WORK INSTRUCTIONS:
Starting at the line that contains "Regarding the image shown above — where does the white dome", transcribe every remaining line of the entries exactly, including the last one.

*** DATASET ***

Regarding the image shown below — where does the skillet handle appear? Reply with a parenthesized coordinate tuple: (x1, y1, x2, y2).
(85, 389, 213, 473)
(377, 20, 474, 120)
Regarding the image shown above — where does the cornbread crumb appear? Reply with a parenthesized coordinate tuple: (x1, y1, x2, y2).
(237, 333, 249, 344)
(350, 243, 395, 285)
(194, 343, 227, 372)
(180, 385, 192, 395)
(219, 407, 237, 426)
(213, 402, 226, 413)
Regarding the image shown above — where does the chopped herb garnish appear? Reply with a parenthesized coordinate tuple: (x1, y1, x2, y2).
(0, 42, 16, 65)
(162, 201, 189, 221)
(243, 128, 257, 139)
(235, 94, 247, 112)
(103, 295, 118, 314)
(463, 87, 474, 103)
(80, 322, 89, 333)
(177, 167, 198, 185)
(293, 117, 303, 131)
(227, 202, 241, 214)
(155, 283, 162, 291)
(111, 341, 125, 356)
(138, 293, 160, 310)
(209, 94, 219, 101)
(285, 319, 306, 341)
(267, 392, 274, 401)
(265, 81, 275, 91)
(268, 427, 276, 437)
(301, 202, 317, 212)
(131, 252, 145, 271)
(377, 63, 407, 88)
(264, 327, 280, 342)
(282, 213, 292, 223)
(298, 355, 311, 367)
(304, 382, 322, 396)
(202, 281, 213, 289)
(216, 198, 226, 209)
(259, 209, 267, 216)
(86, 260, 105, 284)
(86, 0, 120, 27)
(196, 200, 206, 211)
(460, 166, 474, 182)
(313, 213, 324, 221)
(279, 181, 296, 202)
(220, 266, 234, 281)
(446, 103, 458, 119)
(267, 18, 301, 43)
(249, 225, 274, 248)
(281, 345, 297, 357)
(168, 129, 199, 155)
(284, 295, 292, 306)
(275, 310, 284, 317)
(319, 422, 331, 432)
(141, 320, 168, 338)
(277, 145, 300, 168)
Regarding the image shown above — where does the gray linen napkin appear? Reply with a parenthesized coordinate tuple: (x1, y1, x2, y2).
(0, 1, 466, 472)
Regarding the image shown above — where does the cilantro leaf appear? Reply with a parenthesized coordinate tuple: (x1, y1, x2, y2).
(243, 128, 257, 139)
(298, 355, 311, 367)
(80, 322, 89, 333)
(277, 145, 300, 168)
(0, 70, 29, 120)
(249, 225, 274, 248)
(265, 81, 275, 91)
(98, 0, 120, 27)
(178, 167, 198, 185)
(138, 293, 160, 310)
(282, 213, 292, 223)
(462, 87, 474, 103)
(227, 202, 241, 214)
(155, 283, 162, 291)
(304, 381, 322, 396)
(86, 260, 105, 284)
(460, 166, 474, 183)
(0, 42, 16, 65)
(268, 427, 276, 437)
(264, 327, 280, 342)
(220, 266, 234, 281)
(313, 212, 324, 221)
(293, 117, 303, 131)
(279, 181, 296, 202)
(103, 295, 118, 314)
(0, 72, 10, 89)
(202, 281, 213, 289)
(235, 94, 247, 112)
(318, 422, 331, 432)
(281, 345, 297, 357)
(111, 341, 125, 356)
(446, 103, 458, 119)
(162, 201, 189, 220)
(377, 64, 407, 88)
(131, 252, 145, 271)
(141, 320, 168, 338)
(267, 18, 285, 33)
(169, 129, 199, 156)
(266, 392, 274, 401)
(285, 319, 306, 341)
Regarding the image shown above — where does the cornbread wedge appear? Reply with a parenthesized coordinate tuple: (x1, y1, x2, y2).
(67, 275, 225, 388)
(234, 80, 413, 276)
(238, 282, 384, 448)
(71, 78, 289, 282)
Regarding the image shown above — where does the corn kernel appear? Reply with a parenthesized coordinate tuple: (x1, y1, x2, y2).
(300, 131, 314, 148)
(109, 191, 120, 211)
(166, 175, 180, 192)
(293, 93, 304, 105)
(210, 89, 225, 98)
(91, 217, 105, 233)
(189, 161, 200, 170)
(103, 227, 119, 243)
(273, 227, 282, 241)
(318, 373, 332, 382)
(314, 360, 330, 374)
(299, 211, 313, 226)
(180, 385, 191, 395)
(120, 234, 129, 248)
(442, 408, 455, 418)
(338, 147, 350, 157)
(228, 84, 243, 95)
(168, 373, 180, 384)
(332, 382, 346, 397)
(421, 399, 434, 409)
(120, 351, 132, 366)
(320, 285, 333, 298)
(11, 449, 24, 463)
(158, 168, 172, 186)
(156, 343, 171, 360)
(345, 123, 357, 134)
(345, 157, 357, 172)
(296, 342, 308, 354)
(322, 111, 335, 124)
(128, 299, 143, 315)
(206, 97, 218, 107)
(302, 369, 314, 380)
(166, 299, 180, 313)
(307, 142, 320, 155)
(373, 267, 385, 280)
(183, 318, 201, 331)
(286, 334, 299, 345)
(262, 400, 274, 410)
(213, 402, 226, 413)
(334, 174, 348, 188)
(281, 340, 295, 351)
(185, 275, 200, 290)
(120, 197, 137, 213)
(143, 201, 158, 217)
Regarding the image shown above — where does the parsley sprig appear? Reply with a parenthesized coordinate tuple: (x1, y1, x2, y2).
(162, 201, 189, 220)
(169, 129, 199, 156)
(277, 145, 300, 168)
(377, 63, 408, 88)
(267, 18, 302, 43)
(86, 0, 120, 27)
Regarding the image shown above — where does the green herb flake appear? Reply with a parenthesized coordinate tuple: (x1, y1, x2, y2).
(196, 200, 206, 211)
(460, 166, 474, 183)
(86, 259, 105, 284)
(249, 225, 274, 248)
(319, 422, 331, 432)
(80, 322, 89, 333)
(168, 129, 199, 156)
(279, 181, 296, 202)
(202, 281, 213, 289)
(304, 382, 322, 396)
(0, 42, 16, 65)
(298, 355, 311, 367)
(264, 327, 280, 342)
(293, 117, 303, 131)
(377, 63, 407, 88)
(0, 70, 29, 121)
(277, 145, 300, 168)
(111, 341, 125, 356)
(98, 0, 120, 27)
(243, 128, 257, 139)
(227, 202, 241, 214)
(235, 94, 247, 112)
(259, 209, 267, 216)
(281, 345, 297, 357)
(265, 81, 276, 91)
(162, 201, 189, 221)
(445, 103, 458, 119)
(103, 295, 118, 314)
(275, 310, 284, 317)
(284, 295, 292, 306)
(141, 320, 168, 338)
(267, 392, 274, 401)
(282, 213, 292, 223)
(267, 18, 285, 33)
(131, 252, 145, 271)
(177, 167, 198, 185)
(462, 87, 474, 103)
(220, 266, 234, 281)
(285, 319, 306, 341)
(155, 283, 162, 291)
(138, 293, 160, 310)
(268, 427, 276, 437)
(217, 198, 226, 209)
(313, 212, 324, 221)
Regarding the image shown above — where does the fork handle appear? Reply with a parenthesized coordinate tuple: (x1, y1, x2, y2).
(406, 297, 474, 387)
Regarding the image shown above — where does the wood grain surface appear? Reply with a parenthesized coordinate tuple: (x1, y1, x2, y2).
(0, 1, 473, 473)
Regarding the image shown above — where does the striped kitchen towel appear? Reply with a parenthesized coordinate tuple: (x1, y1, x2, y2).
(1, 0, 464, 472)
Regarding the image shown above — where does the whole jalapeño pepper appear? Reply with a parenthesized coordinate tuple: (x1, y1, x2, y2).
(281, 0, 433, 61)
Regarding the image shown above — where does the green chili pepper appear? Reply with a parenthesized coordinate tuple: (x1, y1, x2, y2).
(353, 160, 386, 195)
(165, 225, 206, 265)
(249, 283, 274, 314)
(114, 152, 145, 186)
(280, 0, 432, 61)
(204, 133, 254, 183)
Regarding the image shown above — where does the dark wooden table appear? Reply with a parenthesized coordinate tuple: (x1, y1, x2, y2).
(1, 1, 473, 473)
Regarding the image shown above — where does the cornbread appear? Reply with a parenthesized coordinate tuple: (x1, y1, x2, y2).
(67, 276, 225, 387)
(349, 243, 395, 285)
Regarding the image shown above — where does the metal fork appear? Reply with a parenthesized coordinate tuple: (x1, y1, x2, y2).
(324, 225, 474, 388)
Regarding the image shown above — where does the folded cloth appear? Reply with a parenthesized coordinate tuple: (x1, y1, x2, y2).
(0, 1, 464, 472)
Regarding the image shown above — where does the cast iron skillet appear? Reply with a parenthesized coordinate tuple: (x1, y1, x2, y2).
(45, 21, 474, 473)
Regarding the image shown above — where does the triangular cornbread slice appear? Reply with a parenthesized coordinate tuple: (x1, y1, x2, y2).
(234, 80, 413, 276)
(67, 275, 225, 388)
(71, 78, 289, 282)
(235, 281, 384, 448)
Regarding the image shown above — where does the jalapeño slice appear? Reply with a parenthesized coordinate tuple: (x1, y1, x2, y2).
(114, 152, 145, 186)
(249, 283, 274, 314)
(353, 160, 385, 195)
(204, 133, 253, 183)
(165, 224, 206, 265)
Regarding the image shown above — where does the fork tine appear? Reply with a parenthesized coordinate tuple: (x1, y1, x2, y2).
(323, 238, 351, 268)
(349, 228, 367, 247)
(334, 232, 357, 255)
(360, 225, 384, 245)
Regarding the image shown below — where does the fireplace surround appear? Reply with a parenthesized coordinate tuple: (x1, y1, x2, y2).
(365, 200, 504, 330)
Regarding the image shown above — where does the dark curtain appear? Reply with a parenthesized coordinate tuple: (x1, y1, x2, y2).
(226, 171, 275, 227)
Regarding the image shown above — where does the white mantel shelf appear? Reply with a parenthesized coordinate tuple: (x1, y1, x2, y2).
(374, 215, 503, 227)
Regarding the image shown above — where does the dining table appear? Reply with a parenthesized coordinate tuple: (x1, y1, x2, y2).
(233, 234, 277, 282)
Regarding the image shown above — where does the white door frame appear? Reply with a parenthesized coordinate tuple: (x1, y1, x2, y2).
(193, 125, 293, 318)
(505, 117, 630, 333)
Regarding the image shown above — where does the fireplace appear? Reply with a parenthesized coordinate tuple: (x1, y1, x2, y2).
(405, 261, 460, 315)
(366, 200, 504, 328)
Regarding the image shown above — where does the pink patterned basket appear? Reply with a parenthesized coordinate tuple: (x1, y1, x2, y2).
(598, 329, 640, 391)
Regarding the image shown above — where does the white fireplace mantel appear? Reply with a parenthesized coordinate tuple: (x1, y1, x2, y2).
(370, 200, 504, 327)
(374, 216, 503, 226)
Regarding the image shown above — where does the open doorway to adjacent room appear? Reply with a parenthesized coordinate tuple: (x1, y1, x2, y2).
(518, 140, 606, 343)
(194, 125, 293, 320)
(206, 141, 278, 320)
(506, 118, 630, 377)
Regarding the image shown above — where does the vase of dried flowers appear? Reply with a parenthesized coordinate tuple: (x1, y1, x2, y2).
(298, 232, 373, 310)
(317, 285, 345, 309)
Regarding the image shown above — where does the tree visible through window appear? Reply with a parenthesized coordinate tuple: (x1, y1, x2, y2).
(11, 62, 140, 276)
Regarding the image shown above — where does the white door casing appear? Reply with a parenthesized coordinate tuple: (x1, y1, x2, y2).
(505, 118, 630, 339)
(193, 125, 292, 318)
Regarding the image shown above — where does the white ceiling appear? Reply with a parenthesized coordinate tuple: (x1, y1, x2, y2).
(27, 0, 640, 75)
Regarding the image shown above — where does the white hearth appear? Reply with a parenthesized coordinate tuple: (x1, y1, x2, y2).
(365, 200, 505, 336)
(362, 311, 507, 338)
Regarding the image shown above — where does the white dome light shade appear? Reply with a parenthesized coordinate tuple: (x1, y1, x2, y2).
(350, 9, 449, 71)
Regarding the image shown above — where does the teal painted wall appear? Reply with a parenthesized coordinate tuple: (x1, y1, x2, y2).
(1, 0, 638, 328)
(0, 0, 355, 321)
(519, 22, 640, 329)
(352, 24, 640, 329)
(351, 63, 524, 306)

*** End of DATASET ***

WRITTEN SOLUTION:
Regarding the image shown above — where does the white dome light shade appear? Reply with a parenthesized coordinate tuple: (x1, y1, x2, y2).
(350, 9, 449, 71)
Regarding the image shown above — where does the teal painted wall appear? Reply with a parenthesized coordinate tuple: (x1, y1, x2, y2).
(1, 0, 638, 328)
(0, 0, 355, 321)
(519, 22, 640, 329)
(352, 24, 640, 329)
(351, 63, 524, 306)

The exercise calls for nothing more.